Autre chose importante, au football on dit toujours qu’il faut faire des jeux explosifs. Mais au football à trois essais, c’est difficile de traverser le terrain comparativement à quatre essais dans la NFL. Tu ne peux te contenter de toujours avancer à coup de 5 verges seulement, il faut gruger de gros morceaux de terrain. Le meilleur moment pour réussir ça, c’est disons en deuxième et 3 parce que l’adversaire n’a pas le choix d’appliquer une couverture homme à homme. Quand tu es en deuxième et court, l’adversaire devient plus prévisible et tu peux choisir des stratégies en conséquence, en plaçant tel receveur contre tel demi défensif. Ça n’arrive pas assez souvent pour les Alouettes malheureusement. Même si le football est un jeu scientifique, parfois il ne faut pas trop se casser la tête. Hier, deux des plus gros jeux des Alouettes, soit l’attrapé de 27 verges de Tiquan Underwood et celui de 34 verges de B.J. Cunningham, sont survenus contre une défense homme à homme.

Des dommages collatéraux en défense

Du côté de la défense, il faut davantage se concentrer sur les deuxièmes essais. Hier, les Lions ont converti 67 % de leurs deuxièmes essais. Ce n’est donc pas surprenant qu’ils aient contrôlé le temps de possession. Souvent les Alouettes ont gagné le premier essai défensivement et ont forcé le deuxième et long, mais les Lions ont tout de même réussi à convertir sept deuxièmes essais de plus de huit verges : une fois sur un 2e et 10 ils ont gagné 36 verges, puis sur un 2e et 15 ils ont gagné 16 verges. Ça, c’est frustrant et ça fait que les Moineaux sont plus stressés sur le terrain.

________________________

Tâche écrite A | Selon le texte sur le football, quel pourcentage de leurs deuxièmes essais les Lions ont-ils converti hier ?

[Enregistrements du jeu de données d'annotation par points]

________________________

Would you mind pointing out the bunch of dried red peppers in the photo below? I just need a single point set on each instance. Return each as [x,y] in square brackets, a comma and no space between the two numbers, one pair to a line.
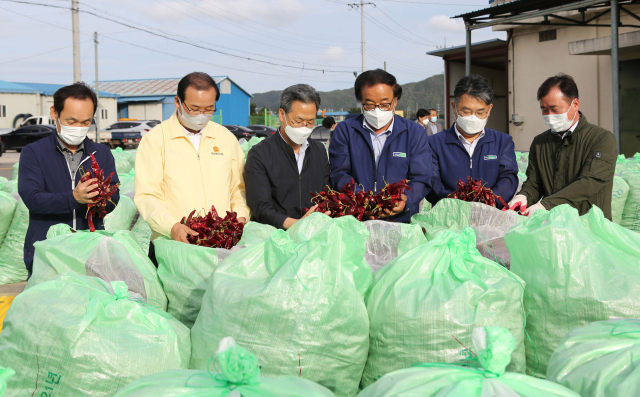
[99,206]
[214,231]
[347,202]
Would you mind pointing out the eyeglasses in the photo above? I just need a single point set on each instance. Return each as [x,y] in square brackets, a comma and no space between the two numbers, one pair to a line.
[196,112]
[382,106]
[480,114]
[296,124]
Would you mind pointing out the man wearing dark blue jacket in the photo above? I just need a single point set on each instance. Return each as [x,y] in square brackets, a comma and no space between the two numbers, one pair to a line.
[51,168]
[379,147]
[468,149]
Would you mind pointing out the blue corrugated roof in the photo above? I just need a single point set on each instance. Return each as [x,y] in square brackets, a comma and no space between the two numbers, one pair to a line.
[6,86]
[50,89]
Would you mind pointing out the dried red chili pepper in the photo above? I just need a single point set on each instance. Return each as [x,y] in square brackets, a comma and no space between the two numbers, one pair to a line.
[476,191]
[105,190]
[346,201]
[214,231]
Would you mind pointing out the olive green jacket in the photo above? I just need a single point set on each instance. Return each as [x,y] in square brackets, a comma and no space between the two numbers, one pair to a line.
[577,170]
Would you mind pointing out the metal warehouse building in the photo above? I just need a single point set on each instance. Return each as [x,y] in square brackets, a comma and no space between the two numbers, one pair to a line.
[153,99]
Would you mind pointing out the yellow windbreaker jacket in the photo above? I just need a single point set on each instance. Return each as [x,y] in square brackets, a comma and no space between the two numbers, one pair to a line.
[171,179]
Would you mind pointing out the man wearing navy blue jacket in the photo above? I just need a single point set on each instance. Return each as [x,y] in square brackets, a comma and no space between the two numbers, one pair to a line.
[469,149]
[51,168]
[379,147]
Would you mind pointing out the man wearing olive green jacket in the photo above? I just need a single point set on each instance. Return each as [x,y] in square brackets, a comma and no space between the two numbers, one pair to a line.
[573,162]
[189,163]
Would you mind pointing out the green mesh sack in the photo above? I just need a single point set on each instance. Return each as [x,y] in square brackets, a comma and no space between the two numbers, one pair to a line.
[81,336]
[9,186]
[577,270]
[121,159]
[618,198]
[142,233]
[237,373]
[388,240]
[14,171]
[121,218]
[12,267]
[490,225]
[484,376]
[8,206]
[423,301]
[631,211]
[185,270]
[5,375]
[126,182]
[111,256]
[600,359]
[298,307]
[625,164]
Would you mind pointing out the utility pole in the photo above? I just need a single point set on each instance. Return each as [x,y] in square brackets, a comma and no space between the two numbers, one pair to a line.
[75,22]
[361,5]
[99,112]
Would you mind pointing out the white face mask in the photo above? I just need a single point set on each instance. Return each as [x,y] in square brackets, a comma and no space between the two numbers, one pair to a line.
[197,122]
[471,125]
[72,135]
[378,118]
[298,135]
[560,122]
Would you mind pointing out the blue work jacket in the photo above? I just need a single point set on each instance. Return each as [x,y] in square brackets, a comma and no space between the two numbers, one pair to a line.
[494,162]
[46,188]
[405,155]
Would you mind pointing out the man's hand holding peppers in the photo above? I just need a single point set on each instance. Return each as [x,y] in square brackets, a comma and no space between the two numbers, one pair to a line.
[86,191]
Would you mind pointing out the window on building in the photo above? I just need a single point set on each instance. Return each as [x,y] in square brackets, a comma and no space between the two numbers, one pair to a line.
[225,86]
[548,35]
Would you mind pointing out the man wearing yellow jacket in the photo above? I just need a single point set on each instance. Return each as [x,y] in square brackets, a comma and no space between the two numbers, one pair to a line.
[189,163]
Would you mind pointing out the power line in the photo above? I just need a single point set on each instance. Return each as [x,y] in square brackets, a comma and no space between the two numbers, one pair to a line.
[165,36]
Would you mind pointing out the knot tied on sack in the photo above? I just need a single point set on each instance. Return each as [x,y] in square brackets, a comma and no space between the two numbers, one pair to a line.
[120,290]
[494,346]
[234,365]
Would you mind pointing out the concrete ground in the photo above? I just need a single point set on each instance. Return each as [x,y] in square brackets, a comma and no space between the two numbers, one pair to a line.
[7,160]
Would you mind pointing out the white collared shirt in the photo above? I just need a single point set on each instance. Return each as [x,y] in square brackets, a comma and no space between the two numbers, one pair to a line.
[470,147]
[193,137]
[300,154]
[378,140]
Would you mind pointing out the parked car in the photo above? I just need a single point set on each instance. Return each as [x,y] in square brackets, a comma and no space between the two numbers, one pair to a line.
[262,131]
[132,125]
[240,131]
[18,139]
[320,134]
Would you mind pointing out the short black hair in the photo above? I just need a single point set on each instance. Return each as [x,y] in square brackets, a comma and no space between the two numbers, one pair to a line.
[373,77]
[564,82]
[77,90]
[198,80]
[476,87]
[328,122]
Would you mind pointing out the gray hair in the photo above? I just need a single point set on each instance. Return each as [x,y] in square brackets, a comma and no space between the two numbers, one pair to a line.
[299,92]
[475,86]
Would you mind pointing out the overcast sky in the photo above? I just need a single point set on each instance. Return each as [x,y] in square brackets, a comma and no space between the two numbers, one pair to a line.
[288,41]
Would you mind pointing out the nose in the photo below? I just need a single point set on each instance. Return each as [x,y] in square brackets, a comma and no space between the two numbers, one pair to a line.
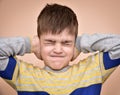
[58,48]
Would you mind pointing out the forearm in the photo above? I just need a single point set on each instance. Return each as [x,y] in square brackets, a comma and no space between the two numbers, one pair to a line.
[100,42]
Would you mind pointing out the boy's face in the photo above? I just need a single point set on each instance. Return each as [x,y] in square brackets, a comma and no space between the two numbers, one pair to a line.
[57,49]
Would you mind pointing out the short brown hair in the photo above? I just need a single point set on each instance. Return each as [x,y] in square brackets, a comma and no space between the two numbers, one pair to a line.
[54,18]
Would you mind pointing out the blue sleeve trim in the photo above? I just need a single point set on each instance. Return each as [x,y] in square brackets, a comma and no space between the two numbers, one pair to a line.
[110,63]
[90,90]
[8,72]
[32,93]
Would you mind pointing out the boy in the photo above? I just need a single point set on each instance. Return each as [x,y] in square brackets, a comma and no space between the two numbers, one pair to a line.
[57,32]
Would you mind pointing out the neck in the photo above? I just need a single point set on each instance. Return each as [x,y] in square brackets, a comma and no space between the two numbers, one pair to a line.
[57,71]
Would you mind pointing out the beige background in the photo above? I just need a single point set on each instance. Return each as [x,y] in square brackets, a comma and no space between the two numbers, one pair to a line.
[18,18]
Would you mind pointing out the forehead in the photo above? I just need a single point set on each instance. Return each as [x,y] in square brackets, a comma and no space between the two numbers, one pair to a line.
[64,35]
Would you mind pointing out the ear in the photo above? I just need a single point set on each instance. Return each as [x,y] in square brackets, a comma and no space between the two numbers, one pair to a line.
[36,47]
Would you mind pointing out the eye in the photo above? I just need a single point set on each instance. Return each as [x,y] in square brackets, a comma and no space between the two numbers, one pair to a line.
[49,42]
[67,43]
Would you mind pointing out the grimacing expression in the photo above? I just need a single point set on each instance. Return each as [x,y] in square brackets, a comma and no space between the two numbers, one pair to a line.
[57,49]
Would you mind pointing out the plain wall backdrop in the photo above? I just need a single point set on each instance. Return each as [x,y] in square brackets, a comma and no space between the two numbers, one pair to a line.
[18,18]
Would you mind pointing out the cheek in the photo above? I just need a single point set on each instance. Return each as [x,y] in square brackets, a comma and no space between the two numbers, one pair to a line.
[69,52]
[45,51]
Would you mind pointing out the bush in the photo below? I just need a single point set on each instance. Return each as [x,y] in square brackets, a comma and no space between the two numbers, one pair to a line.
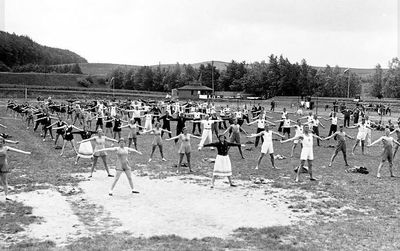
[101,81]
[4,67]
[84,82]
[90,79]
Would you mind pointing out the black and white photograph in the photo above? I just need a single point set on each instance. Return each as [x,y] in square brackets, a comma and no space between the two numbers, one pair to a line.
[199,125]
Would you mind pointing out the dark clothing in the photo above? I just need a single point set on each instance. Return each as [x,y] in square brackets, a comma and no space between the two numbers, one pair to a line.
[346,113]
[85,134]
[222,148]
[117,125]
[180,125]
[166,123]
[258,137]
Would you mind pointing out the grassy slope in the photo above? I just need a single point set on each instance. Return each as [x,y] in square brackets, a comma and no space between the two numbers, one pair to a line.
[376,229]
[105,68]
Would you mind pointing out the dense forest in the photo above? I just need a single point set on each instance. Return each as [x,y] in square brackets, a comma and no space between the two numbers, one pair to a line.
[278,76]
[16,51]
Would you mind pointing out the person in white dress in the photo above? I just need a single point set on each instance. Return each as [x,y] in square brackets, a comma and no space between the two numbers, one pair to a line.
[307,153]
[122,163]
[361,135]
[207,132]
[100,141]
[267,145]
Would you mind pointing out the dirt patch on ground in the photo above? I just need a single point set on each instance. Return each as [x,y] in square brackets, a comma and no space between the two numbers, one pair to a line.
[183,206]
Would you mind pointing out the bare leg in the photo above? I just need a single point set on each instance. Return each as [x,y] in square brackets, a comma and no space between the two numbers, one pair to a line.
[378,175]
[104,158]
[273,161]
[180,162]
[333,158]
[355,145]
[310,169]
[362,146]
[259,160]
[152,152]
[293,147]
[212,181]
[4,181]
[230,181]
[240,151]
[62,150]
[188,160]
[129,176]
[161,152]
[118,174]
[93,165]
[299,170]
[345,158]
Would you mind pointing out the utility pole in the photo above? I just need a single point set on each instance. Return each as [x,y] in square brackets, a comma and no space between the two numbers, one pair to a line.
[212,77]
[348,81]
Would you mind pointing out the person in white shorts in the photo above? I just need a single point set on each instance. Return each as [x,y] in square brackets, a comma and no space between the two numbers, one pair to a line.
[267,145]
[298,128]
[361,135]
[307,153]
[207,132]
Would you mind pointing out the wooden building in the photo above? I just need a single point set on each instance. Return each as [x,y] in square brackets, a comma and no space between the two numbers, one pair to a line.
[195,91]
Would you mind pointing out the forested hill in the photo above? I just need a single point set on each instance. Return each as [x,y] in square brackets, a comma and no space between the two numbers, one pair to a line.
[18,50]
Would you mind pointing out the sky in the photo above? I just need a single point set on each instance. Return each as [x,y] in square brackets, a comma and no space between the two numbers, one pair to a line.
[348,33]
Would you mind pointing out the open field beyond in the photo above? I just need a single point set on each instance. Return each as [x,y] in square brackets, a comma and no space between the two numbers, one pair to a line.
[56,206]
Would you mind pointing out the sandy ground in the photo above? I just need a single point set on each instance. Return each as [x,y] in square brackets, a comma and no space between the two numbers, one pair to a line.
[182,205]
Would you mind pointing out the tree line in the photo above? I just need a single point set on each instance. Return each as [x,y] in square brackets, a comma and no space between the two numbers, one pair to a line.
[278,76]
[386,83]
[18,50]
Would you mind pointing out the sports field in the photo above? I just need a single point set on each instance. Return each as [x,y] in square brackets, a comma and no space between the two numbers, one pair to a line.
[56,206]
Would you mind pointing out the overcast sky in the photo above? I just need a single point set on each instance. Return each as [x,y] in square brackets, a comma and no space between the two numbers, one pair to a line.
[348,33]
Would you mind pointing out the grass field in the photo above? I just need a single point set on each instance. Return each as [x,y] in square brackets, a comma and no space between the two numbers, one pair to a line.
[370,219]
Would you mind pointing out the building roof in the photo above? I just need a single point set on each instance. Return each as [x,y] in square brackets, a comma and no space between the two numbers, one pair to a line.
[195,88]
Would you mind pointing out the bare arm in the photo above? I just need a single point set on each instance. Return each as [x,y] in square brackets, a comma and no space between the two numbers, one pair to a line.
[333,135]
[176,137]
[278,134]
[376,141]
[17,150]
[134,150]
[110,139]
[291,139]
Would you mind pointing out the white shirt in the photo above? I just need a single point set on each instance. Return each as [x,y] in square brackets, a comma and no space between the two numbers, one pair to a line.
[267,136]
[315,122]
[196,115]
[298,130]
[307,140]
[334,120]
[261,123]
[207,124]
[286,123]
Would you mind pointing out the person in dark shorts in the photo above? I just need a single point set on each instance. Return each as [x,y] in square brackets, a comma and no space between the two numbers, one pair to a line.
[341,144]
[387,154]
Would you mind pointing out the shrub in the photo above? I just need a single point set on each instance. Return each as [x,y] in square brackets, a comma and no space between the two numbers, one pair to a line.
[84,82]
[4,67]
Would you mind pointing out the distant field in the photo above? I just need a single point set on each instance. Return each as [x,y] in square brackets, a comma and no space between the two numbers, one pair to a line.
[102,69]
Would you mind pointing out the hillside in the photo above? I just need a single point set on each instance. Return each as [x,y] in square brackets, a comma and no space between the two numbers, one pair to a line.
[18,50]
[102,69]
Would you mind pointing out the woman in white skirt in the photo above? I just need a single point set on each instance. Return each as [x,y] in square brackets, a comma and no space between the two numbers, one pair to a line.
[185,148]
[267,145]
[307,152]
[222,166]
[122,163]
[361,135]
[133,130]
[85,149]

________________________

Tâche écrite B | Extrayez sans aucune modification, s'il vous plaît, les lignes des enregistrements en commençant par celle qui contient « Would you mind pointing out the white shirt » et en terminant à la fin des enregistrements, les deux bornes comprises.

Corrigé A | Les Lions ont converti 67 % de leurs deuxièmes essais.

Corrigé B |
Would you mind pointing out the white shirt in the photo above? I just need a single point set on each instance. Return each as [x,y] in square brackets, a comma and no space between the two numbers, one pair to a line.
[267,136]
[315,122]
[196,115]
[298,130]
[307,140]
[334,120]
[261,123]
[207,124]
[286,123]
Would you mind pointing out the person in dark shorts in the photo above? I just need a single point set on each instance. Return each as [x,y] in square brackets, a comma and no space between the two numbers, one pair to a line.
[341,144]
[387,154]
Would you mind pointing out the shrub in the photo above? I just need a single point set on each instance. Return each as [x,y] in square brackets, a comma and no space between the two numbers, one pair to a line.
[84,82]
[4,67]
Would you mind pointing out the distant field in the photo above? I just need a single point set on each instance. Return each as [x,y] in square brackets, a comma and no space between the two numbers, one pair to a line.
[102,69]
Would you mind pointing out the hillside in the photo above? I just need a single point set on each instance. Return each as [x,y] in square brackets, a comma and no space between the two numbers, one pair to a line.
[18,50]
[102,69]
Would you mind pointing out the woman in white skirt in the photo above? I just need a single point set on each instance. Return each as [x,y] in square brackets, a comma and no space between the two numbers, one pair to a line.
[185,148]
[267,145]
[307,152]
[222,166]
[122,163]
[361,135]
[133,130]
[85,149]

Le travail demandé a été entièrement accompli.